= WHAT YOU HAVE TO DO =
Return every line of the records that contains the string "green", copying each line in full.

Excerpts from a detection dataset
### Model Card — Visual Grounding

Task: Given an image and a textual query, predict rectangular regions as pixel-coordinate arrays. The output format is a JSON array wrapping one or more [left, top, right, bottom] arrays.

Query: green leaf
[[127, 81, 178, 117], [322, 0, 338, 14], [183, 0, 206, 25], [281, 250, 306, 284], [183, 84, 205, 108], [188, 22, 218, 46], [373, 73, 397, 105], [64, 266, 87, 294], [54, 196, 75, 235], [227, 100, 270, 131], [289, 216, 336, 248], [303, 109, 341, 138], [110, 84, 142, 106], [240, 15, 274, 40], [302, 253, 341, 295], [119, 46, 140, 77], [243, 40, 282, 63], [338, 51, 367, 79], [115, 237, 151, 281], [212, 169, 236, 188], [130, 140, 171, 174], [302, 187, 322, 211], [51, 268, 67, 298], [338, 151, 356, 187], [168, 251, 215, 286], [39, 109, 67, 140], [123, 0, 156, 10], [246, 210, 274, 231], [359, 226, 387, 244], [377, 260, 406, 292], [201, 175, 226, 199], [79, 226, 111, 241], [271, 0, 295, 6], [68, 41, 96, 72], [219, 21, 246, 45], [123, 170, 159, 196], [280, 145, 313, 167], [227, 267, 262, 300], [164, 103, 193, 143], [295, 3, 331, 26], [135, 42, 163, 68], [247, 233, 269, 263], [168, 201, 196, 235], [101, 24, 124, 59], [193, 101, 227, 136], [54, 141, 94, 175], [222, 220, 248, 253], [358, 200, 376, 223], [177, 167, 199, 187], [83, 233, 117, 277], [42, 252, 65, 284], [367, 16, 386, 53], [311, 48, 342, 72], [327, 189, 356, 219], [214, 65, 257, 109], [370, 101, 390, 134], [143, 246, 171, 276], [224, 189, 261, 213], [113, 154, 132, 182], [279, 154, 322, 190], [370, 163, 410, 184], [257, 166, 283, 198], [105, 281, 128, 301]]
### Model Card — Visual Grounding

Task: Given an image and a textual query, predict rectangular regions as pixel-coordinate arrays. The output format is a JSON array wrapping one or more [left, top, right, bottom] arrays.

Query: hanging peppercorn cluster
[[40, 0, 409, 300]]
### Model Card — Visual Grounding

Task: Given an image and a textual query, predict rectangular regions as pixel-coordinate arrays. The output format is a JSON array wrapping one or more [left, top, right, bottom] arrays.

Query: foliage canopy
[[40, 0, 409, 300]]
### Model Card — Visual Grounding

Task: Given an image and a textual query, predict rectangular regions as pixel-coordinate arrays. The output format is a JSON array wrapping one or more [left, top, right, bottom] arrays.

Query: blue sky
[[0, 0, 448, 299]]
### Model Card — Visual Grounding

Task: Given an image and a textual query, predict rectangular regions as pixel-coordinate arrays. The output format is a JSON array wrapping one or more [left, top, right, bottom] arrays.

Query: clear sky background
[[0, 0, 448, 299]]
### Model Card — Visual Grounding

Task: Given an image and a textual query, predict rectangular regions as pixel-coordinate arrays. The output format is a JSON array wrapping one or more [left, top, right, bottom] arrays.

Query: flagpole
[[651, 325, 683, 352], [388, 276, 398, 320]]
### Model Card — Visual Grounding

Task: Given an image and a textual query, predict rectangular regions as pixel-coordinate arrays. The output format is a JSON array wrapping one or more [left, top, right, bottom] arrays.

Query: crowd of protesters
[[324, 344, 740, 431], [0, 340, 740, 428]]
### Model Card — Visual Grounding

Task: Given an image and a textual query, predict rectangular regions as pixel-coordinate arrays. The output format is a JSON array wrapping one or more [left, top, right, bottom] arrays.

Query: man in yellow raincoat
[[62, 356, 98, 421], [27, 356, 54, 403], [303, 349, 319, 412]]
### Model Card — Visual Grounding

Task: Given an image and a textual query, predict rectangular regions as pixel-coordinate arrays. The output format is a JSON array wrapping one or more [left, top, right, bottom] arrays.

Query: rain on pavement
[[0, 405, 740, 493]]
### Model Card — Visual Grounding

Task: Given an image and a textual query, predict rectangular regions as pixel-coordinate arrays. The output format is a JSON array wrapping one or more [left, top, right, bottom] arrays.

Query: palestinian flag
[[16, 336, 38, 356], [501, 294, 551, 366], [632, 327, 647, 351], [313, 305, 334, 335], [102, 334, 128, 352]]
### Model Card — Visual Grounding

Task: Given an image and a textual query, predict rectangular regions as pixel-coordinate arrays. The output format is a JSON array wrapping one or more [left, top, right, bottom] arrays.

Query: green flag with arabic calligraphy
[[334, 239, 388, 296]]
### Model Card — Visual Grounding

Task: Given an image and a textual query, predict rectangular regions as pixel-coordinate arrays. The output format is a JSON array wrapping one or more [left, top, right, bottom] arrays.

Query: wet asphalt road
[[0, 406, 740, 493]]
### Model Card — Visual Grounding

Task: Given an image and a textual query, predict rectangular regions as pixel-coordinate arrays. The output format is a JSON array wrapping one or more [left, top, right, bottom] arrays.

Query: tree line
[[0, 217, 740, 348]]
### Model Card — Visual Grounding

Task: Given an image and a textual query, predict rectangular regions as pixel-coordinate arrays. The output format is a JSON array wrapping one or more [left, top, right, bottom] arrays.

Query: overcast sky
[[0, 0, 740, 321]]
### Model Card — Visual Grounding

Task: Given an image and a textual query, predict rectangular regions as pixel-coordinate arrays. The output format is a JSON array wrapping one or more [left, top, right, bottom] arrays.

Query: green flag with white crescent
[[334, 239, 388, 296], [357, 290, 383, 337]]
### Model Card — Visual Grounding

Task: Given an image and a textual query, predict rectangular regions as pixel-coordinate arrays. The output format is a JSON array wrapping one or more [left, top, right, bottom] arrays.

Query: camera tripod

= SOLUTION FOR THIS EXERCISE =
Query: green leaf
Query: green flag with arabic calligraphy
Query: green flag with white crescent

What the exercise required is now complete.